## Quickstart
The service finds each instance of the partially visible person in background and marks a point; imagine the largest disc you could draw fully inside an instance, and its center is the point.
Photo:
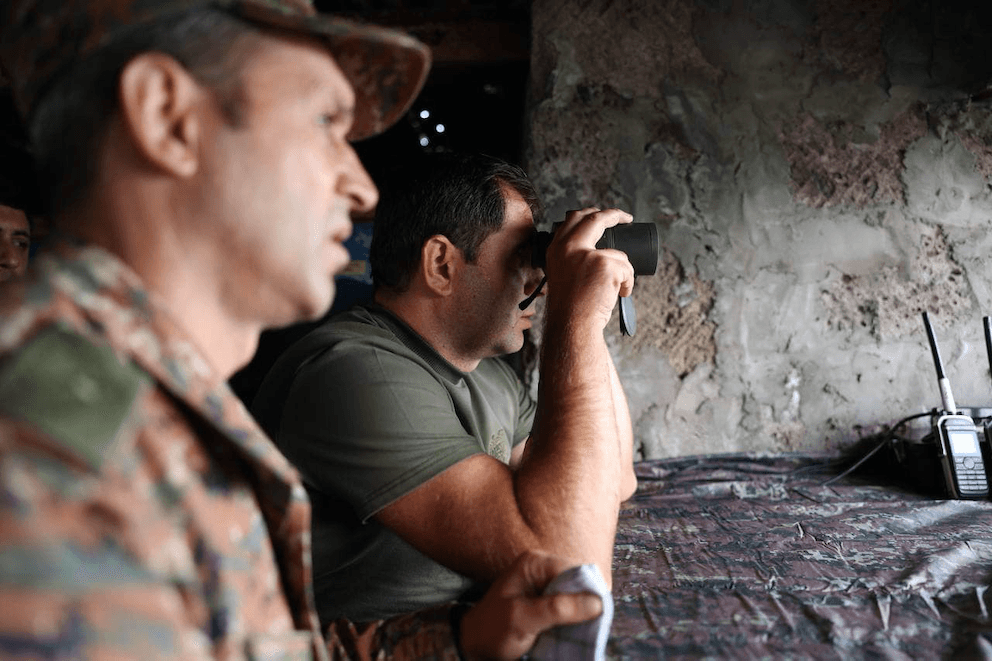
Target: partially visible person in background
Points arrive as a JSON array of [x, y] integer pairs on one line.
[[15, 232]]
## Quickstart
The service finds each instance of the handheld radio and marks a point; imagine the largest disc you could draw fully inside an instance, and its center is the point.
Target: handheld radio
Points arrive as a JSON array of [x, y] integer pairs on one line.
[[957, 437]]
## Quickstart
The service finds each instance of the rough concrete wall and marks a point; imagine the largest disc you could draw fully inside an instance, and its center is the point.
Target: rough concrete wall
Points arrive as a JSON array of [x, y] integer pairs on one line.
[[820, 172]]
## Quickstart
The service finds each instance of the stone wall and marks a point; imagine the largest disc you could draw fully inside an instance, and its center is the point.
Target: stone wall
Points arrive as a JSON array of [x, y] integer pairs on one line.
[[819, 172]]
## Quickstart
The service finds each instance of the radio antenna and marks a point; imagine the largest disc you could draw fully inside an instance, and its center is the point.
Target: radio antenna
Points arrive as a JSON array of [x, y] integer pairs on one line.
[[946, 398], [987, 322]]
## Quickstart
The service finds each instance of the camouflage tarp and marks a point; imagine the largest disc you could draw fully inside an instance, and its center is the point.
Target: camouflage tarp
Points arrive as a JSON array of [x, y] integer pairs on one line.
[[752, 557]]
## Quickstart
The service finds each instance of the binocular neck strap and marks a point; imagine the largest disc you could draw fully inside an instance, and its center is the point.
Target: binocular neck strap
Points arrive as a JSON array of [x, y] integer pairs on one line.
[[537, 292]]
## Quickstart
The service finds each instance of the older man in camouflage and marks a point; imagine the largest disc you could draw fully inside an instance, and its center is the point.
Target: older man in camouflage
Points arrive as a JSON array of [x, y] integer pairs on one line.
[[197, 163]]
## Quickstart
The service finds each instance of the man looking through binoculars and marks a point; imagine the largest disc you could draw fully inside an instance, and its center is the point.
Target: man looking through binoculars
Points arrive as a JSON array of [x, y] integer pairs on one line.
[[429, 466]]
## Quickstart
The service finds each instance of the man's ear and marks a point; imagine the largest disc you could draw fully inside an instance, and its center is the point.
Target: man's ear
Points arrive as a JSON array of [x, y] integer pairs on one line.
[[439, 262], [160, 105]]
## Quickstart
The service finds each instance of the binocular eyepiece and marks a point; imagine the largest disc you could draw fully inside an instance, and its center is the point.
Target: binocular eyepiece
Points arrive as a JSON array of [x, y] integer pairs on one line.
[[638, 240]]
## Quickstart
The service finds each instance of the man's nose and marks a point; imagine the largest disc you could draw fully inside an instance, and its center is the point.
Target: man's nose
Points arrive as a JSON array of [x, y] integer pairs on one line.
[[10, 258], [357, 185]]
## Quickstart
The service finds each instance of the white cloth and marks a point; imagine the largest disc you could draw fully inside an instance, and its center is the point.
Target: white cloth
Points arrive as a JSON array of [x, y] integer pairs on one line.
[[586, 640]]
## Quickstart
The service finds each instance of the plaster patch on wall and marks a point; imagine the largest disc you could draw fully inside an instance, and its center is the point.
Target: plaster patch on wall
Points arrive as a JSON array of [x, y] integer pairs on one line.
[[565, 144], [972, 124], [848, 36], [672, 315], [888, 305], [830, 167]]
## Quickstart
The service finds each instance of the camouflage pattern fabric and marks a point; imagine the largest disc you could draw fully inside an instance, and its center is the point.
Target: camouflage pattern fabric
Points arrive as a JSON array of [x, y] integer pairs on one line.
[[143, 514], [751, 557]]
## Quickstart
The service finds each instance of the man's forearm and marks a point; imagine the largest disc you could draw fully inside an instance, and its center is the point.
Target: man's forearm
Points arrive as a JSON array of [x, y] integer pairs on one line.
[[569, 484], [625, 435]]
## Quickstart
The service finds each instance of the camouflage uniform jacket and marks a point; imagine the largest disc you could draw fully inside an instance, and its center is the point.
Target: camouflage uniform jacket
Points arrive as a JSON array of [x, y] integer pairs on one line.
[[143, 514]]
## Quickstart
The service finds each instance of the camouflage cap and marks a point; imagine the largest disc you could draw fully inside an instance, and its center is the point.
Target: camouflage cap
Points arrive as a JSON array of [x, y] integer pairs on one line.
[[39, 39]]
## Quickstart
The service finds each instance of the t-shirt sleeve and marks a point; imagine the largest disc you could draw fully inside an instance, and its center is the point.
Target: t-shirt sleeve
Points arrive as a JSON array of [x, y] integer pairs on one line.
[[367, 425]]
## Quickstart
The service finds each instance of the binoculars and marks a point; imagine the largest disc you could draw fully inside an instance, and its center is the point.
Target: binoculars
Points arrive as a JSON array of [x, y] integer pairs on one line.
[[638, 240]]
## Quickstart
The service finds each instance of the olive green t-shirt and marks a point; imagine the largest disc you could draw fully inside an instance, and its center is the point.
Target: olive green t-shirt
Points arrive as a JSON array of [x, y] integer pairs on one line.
[[368, 411]]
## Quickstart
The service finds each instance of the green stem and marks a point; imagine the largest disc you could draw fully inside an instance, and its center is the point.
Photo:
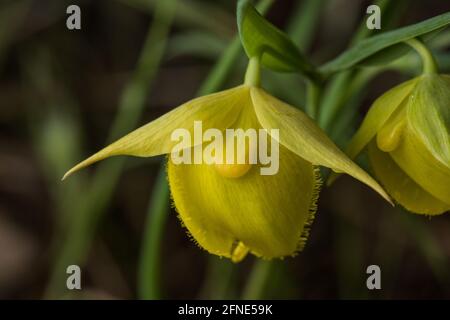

REQUIRED WORK
Rewrite all of the records above, swapping "largest disc" for "largest circle" and changing nothing else, and leave the pictures out.

REPLY
## Quickstart
The service finds each instance of the partially visible person in background and marks a point; imagine the largest circle you could draw fully inside an instance, and its center is the point.
Photo:
Target: partially visible person in background
Points arrive as a JSON array of [x, y] integer pairs on one line.
[[15, 232]]
## Quickstart
The service finds each instance of the handheld radio and marks a point; imagine the largest circle you could draw fully inside an instance, and its center is the point.
Target: handheld radio
Points arrive as a JSON array of [x, y] integer pairs on one line.
[[957, 437]]
## Quickstart
The service finds each instance of the rough concrete wall and marks a point; imagine the largest circle you could draw fully inside an instance, and its center is the point.
Target: rough concrete wall
Points arrive as a JSON array of [x, y] integer pairs on one line.
[[820, 172]]
## Quickstart
The service finds each instance of the stone wall and marks a point; imagine the largest circle you could draw fully inside an instance, and its center is the point.
Target: stone wall
Points arrive as a JSON array of [x, y] integer pairs on one line.
[[819, 172]]
## Quickstart
The service finds each instance of the radio antenna and marks a point; imagine the largest circle you could draw fully inside an instance, and its center is the point.
Target: radio antenna
Points arrive as a JSON array of [x, y] integer pairs on one line.
[[946, 398], [987, 322]]
## Quickstart
The service finds each instance of the camouflage tarp and marks a point; imagine the largest circle you could draw fully inside an instance, and its center is the point.
Target: camouflage tarp
Points arrive as a JSON array of [x, y] integer pairs on one line.
[[752, 557]]
## Quickstart
The service finds each instance of the binocular neck strap and marks a point; imagine the largest circle you could draw fully inside an instance, and its center is the point.
Target: binocular neck strap
Points arrive as a JSON array of [x, y] integer pairs on one line.
[[537, 292]]
## Quickstart
The service finds each instance of the older man in camouflage and marks a point; imagine the largest circle you could draw fully inside an instance, and its center is the point.
Target: older man in camouflage
Points arrive as a JSON array of [x, y] integer pairs on one line.
[[197, 163]]
## Quickstart
The service finds each instance of the man looking through binoculars and marks a point; imagine the largest circle you could draw fully inside an instance, and its center is the point.
Target: man looking through binoculars
Points arrive as a JSON array of [x, y] integer pairs on one line.
[[429, 466]]
## Quickstart
The service finds each instance of the man's ear and marks a point; imagine the largest circle you could draw fully inside an instance, and its center is the point.
Target: man's ear
Points arrive as a JSON array of [x, y] integer pairs on one line.
[[439, 262], [160, 105]]
## Quickstart
The service finds each instance of the binocular eyepiece and marks a point; imagine the largest circle you could draw fully inside an instance, and its center is the point.
Target: binocular eyepiece
Points arrive as a JSON array of [x, y] integer pairs on one line.
[[638, 240]]
## Quickstart
The service finds each instance of the man's nose and marks a point; imagine the largest circle you could draw fully inside an instance, and its center is the point.
Target: man's nose
Points arrive as a JSON array of [x, y] integer pairs on one line.
[[10, 258], [357, 185]]
## Quickstart
The service finds each instance of the white cloth and marks a point; imagine the largest circle you could draw fully inside an instance, and its center is the point.
Target: white cloth
Points arrive as a JSON array of [x, y] integer pairs on one line.
[[586, 640]]
## Quickstart
The service finds each instance of the plaster patch on wall and marks a point; imagine the largest circle you could draw fully inside an instance, and its center is the point.
Target: plaster patch on wall
Points arrive as a JSON array of [x, y] integer pairs on one line.
[[565, 144], [972, 124], [848, 36], [672, 315], [888, 305], [830, 167]]
## Quickstart
The service finds each instance of the camouflage pattern fabric and marks a point; imagine the largest circle you could draw fully inside an instance, and its center is the point.
Target: camouflage pattern fabric
Points arrive as a JSON array of [x, y] integer pairs on one line.
[[143, 514], [751, 557]]
## Quickstart
The service finds each instance of the man's forearm and marks a point; imagine the largest circle you could draw fully inside an instance, and its center is the point.
Target: man's forearm
Points arrive as a JSON array of [x, y] integer pairs on one line.
[[569, 484], [625, 435]]
## Quickstart
The service finds each instance of the camouflage uniform jacket and marks a point; imagine the largest circle you could draw fully inside an instance, and its center is the point.
Target: camouflage uniform jacket
Points arrive as a JSON array of [x, y] integer pairs on one line.
[[143, 514]]
## Quickstart
The service finds each instance of the camouflage cap and marks a point; imagine the largest circle you could draw fully inside an instance, and its center is the point.
Target: camouflage cap
Points arrive as a JSON array of [x, y] integer pairs on one line.
[[39, 39]]
## Quickstart
The service finds each instance of the t-shirt sleeve and marks a point; imagine the largest circle you could draw fully inside an instance, and its center is the point.
Target: t-shirt sleeve
Points arrive as a JSON array of [x, y] integer pairs on one line.
[[367, 425]]
## Quickstart
The service finds each instance of the binoculars and marks a point; imagine the largest circle you could draw fully inside an instance, and its center is the point.
Target: binoculars
Points arrive as a JSON array of [x, y] integer pairs on one line.
[[638, 240]]
## Quickstart
The service finds each instance of the olive green t-shirt and marks a point; imagine the largest circle you could draw fully inside an instance, and its center is the point.
Target: olive green t-shirt
Points arrive as a JSON array of [x, y] integer pairs on one line.
[[368, 411]]
## Quickstart
The service finds each instance of the green stem and marks a point; imagine the largest circle you could draw fully inside an instance, and its center is the point.
Photo:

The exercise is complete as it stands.